■ **Source material**:
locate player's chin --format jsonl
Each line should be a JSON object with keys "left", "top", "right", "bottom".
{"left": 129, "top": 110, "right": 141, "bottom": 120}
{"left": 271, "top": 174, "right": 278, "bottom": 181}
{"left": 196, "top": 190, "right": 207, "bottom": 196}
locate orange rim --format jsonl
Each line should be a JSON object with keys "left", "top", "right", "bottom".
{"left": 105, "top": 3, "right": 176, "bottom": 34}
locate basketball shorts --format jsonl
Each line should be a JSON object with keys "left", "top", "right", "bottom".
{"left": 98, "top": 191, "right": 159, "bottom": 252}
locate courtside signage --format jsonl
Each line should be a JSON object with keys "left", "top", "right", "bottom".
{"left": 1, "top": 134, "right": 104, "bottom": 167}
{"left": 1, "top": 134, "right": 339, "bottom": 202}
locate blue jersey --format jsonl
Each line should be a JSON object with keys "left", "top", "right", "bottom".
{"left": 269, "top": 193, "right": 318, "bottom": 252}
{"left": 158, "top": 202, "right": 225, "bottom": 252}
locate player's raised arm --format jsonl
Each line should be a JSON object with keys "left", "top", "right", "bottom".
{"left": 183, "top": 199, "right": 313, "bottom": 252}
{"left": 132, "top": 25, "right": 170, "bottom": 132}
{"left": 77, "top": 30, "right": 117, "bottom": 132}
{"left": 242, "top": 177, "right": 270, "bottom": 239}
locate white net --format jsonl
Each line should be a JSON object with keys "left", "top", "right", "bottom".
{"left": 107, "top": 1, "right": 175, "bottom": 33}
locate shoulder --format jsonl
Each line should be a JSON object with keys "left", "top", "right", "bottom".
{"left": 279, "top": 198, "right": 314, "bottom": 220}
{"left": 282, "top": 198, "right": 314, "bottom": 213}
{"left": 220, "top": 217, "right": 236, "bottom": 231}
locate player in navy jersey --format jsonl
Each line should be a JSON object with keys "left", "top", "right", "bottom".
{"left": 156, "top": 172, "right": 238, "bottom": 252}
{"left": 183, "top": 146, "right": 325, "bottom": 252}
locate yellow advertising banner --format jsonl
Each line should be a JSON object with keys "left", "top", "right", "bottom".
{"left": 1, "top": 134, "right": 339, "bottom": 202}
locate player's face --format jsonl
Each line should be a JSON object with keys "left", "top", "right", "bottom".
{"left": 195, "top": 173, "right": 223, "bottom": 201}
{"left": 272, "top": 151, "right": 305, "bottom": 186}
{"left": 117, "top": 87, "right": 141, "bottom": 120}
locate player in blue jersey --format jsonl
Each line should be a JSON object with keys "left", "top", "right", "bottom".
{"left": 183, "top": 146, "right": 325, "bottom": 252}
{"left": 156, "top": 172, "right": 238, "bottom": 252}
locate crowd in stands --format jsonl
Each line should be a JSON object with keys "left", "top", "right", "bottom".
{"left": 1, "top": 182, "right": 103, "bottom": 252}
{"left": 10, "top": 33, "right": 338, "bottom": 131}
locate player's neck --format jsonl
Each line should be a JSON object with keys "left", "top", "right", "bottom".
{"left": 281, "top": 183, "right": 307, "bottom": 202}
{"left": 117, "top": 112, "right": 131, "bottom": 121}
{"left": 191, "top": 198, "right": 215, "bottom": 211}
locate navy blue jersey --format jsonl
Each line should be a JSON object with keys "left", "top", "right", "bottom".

■ **Task statement**: Copy the material above, keeping every line exactly as it stands.

■ **Solution to this problem**:
locate player's chin --format jsonl
Each line should be a JSON object with keys "left", "top", "right", "bottom".
{"left": 129, "top": 110, "right": 141, "bottom": 120}
{"left": 271, "top": 174, "right": 278, "bottom": 181}
{"left": 196, "top": 190, "right": 207, "bottom": 196}
locate orange rim --format jsonl
Each line should be a JSON object with keys "left", "top", "right", "bottom".
{"left": 105, "top": 3, "right": 176, "bottom": 34}
locate basketball shorts --format jsonl
Each line should be a JSON object with keys "left", "top", "right", "bottom".
{"left": 98, "top": 191, "right": 159, "bottom": 252}
locate courtside signage --format jsonl
Each line should be a JSON object with keys "left", "top", "right", "bottom".
{"left": 1, "top": 134, "right": 104, "bottom": 167}
{"left": 1, "top": 134, "right": 339, "bottom": 202}
locate blue jersey --format jsonl
Each line should be a JSON object with keys "left", "top", "right", "bottom".
{"left": 269, "top": 193, "right": 318, "bottom": 252}
{"left": 158, "top": 202, "right": 225, "bottom": 252}
locate player's raised arm --format jsonl
Each line should be a JSON object with keys "left", "top", "right", "bottom".
{"left": 183, "top": 199, "right": 313, "bottom": 252}
{"left": 132, "top": 25, "right": 170, "bottom": 132}
{"left": 77, "top": 30, "right": 117, "bottom": 132}
{"left": 242, "top": 177, "right": 270, "bottom": 239}
locate white net --format jsonl
Each line should be a JSON object with keys "left", "top", "right", "bottom".
{"left": 107, "top": 1, "right": 175, "bottom": 33}
locate shoulder --format jsonl
Each line should be a JSON object with keys "left", "top", "right", "bottom".
{"left": 279, "top": 198, "right": 314, "bottom": 220}
{"left": 282, "top": 198, "right": 314, "bottom": 213}
{"left": 220, "top": 217, "right": 236, "bottom": 231}
locate player in navy jersey --format jsonl
Each line should be a JSON object with keys "left", "top", "right", "bottom".
{"left": 156, "top": 172, "right": 238, "bottom": 252}
{"left": 183, "top": 146, "right": 325, "bottom": 252}
locate yellow advertising banner --format jsonl
Each line should be a JSON object with keys "left", "top", "right", "bottom".
{"left": 1, "top": 134, "right": 339, "bottom": 202}
locate player's face --format jsonl
Each line should be a JSON object with keys "left", "top", "right", "bottom".
{"left": 195, "top": 173, "right": 223, "bottom": 201}
{"left": 272, "top": 151, "right": 305, "bottom": 186}
{"left": 117, "top": 87, "right": 141, "bottom": 120}
locate player in blue jersey --format jsonl
Each line should be a JSON object with keys "left", "top", "right", "bottom".
{"left": 183, "top": 146, "right": 325, "bottom": 252}
{"left": 156, "top": 172, "right": 238, "bottom": 252}
locate crowd in stands --format jsonl
Each line should be a JSON object with keys "left", "top", "right", "bottom".
{"left": 1, "top": 182, "right": 103, "bottom": 252}
{"left": 10, "top": 33, "right": 338, "bottom": 131}
locate player's neck --format jsonl
Each line should be a JSON object with keys "left", "top", "right", "bottom".
{"left": 281, "top": 183, "right": 307, "bottom": 202}
{"left": 117, "top": 112, "right": 131, "bottom": 121}
{"left": 191, "top": 198, "right": 215, "bottom": 211}
locate navy blue jersey --format jsonl
Each line should be a JSON object with keys "left", "top", "right", "bottom".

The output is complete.